• **Try it**
The lines you return should be those containing the string "background", taken from the data below.

*** Opening Dataset extract ***

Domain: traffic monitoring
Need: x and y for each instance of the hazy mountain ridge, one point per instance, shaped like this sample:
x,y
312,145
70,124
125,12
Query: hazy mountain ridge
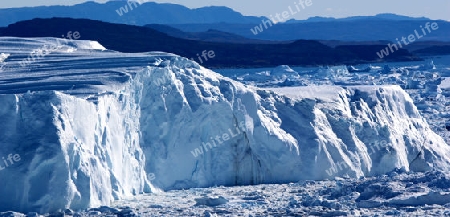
x,y
146,13
128,38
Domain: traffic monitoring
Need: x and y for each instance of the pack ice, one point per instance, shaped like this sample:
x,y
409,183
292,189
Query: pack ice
x,y
90,125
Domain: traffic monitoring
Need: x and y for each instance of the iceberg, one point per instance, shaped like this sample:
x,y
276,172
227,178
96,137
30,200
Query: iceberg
x,y
90,125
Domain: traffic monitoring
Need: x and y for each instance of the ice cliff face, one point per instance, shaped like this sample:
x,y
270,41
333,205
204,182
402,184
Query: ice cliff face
x,y
90,125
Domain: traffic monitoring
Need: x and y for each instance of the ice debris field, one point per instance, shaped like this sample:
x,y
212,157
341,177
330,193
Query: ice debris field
x,y
100,132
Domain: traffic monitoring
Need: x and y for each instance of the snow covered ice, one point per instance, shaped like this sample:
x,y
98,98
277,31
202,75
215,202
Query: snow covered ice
x,y
90,125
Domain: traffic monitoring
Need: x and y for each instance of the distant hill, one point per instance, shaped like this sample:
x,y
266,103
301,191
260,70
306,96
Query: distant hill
x,y
364,29
127,38
222,22
135,14
210,35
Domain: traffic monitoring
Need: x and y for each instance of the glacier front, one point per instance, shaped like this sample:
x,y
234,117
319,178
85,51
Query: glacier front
x,y
92,126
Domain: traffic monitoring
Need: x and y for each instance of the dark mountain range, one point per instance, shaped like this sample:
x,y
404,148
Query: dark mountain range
x,y
214,22
211,35
126,12
347,30
127,38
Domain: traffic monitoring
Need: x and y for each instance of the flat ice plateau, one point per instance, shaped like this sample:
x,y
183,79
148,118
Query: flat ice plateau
x,y
95,128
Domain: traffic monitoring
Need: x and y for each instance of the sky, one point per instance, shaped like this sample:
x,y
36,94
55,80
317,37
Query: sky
x,y
435,9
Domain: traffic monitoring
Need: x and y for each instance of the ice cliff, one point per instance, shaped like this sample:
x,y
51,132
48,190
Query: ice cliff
x,y
90,125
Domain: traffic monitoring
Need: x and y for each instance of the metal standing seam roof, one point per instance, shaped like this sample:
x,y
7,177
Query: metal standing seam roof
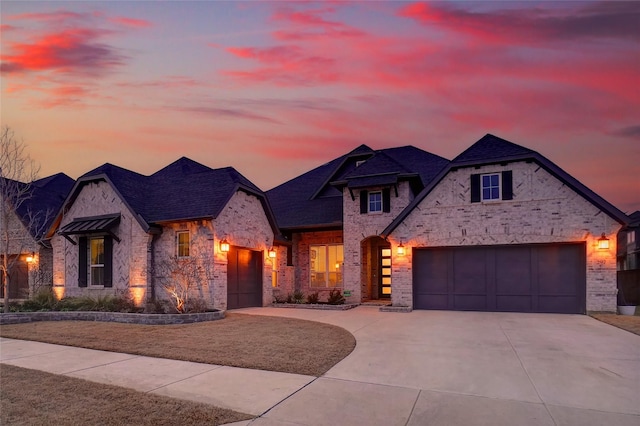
x,y
85,225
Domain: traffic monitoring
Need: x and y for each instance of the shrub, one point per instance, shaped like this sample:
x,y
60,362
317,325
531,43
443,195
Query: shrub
x,y
195,305
298,297
335,297
313,297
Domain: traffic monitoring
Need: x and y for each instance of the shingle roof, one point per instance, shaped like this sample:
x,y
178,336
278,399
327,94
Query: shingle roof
x,y
47,196
315,200
491,149
488,148
183,190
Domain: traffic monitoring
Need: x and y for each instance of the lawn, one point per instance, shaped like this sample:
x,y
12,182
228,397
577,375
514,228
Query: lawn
x,y
625,322
250,341
30,397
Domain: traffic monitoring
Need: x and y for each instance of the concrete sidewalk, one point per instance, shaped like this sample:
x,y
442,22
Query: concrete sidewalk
x,y
421,368
241,389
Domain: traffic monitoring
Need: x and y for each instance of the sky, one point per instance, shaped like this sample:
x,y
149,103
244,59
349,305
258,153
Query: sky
x,y
275,89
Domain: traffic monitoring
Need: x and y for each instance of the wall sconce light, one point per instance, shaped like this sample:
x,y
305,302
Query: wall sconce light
x,y
603,242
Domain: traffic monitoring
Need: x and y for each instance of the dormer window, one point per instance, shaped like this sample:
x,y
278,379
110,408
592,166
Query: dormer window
x,y
375,202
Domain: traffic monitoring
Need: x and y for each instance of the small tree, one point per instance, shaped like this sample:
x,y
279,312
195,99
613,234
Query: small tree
x,y
17,173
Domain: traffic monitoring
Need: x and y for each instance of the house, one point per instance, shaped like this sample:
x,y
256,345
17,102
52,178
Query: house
x,y
499,228
31,256
629,244
185,230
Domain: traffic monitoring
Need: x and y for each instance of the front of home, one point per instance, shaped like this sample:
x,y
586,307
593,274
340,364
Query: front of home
x,y
187,232
30,256
499,228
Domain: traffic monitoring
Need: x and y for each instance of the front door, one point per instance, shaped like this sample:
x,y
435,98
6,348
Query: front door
x,y
384,272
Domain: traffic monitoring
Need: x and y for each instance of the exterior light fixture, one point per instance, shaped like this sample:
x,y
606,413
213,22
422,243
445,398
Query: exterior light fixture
x,y
603,242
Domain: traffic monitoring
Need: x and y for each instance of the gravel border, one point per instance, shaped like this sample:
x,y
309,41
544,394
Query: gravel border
x,y
129,318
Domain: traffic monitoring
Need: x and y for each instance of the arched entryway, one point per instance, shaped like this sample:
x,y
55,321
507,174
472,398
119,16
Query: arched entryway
x,y
375,270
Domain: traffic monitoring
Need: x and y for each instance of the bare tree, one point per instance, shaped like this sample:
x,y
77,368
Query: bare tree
x,y
17,173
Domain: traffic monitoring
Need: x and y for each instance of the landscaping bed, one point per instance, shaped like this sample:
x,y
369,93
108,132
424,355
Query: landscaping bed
x,y
122,317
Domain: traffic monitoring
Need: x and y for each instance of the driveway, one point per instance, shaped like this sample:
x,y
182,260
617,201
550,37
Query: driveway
x,y
469,368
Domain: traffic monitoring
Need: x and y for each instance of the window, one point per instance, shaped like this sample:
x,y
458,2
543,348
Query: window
x,y
375,202
183,243
325,265
96,259
491,187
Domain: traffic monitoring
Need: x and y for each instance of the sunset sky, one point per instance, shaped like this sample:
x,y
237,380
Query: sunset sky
x,y
277,88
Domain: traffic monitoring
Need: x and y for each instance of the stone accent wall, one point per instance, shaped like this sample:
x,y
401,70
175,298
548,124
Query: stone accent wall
x,y
194,273
543,210
359,227
129,255
301,250
243,223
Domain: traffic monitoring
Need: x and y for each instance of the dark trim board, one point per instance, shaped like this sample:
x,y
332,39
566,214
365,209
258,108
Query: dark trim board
x,y
502,278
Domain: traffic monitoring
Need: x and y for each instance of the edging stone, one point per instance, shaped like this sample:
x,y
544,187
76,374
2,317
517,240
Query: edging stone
x,y
320,306
128,318
405,309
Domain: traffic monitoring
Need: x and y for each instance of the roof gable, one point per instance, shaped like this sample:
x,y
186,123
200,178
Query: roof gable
x,y
481,153
489,148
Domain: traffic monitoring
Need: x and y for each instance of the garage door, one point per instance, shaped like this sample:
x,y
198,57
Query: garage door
x,y
516,278
244,278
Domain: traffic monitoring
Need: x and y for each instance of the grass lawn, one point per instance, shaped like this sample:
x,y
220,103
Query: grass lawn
x,y
250,341
30,397
625,322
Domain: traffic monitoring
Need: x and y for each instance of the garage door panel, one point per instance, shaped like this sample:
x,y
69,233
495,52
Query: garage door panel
x,y
514,304
470,279
437,302
470,302
434,269
513,270
517,278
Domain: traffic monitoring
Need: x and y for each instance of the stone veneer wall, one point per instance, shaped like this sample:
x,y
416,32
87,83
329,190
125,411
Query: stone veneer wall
x,y
358,227
543,210
243,223
129,255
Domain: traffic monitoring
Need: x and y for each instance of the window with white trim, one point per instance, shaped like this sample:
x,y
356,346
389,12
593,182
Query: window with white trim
x,y
490,186
375,202
183,244
96,261
325,265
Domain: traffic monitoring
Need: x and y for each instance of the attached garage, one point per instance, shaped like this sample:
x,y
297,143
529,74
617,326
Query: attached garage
x,y
505,278
244,278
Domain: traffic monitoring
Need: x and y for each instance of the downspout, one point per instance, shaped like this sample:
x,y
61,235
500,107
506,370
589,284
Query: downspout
x,y
151,259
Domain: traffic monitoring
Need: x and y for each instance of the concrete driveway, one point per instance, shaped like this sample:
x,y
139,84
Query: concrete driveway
x,y
421,368
469,368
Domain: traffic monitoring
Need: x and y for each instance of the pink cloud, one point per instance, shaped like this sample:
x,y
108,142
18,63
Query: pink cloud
x,y
71,50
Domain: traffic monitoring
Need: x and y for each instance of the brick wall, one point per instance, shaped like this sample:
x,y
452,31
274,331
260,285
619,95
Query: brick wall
x,y
543,210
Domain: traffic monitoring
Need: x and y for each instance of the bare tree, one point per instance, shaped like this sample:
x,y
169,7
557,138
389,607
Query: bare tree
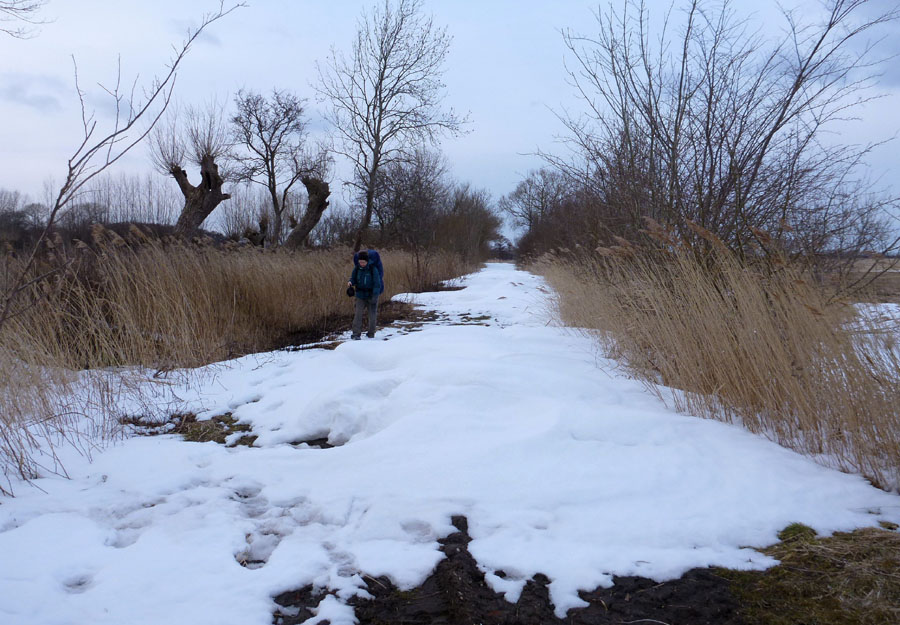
x,y
100,149
20,11
720,128
28,278
271,133
539,193
200,136
409,197
386,96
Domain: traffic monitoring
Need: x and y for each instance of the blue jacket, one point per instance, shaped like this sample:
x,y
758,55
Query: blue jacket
x,y
374,260
366,281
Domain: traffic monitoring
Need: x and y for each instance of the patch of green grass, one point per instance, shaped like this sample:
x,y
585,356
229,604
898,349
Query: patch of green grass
x,y
847,579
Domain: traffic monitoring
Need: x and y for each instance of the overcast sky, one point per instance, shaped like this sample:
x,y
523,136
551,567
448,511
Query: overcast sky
x,y
505,68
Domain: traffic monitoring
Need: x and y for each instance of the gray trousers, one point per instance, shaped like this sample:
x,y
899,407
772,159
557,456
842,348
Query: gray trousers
x,y
362,305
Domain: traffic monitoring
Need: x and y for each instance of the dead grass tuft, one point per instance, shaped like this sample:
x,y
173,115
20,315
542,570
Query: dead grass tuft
x,y
161,305
759,346
846,579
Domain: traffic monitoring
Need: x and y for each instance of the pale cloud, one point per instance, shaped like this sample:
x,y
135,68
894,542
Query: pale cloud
x,y
42,93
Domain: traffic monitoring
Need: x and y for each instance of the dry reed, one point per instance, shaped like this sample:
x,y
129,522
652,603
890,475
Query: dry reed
x,y
158,305
762,347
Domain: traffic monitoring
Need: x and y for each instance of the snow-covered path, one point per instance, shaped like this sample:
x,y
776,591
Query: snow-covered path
x,y
561,468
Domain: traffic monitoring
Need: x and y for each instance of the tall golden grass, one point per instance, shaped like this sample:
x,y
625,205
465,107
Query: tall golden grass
x,y
760,346
159,305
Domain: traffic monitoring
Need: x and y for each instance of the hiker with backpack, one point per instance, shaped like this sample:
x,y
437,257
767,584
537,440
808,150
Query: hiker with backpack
x,y
367,282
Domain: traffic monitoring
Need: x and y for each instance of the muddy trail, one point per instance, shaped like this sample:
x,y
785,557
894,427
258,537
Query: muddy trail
x,y
456,594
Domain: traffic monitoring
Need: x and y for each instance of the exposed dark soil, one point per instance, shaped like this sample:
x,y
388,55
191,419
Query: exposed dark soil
x,y
215,429
324,334
457,594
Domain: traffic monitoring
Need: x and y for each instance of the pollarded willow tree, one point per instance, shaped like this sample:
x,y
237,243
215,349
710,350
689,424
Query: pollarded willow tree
x,y
198,135
271,149
386,95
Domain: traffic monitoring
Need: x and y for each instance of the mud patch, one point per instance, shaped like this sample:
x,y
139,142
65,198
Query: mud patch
x,y
456,593
217,429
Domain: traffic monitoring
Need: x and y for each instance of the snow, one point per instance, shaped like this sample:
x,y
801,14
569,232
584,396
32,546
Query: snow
x,y
561,466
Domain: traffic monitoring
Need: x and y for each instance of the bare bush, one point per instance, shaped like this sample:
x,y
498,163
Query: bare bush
x,y
743,344
718,126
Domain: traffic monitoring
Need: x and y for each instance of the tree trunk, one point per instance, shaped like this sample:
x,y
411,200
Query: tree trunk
x,y
318,193
200,200
370,203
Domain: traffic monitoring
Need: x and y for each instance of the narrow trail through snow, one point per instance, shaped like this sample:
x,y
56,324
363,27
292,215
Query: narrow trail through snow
x,y
561,468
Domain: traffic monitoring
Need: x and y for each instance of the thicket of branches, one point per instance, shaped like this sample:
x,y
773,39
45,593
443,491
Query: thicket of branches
x,y
719,127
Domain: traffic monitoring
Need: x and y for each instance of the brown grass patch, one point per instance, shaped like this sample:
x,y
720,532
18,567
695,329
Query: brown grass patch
x,y
761,347
163,306
846,579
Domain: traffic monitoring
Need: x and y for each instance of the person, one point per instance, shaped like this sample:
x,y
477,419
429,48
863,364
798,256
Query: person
x,y
366,280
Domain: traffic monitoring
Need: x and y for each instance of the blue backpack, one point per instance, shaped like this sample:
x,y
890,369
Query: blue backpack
x,y
374,261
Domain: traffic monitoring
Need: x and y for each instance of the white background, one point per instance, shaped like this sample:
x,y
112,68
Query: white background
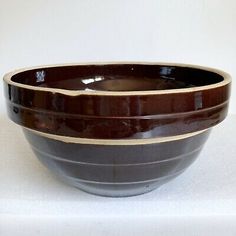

*** Closing Dataset extract ***

• **Your solution**
Need: x and y for each instance of the white background, one point per instance, shaped like this sample:
Query: white background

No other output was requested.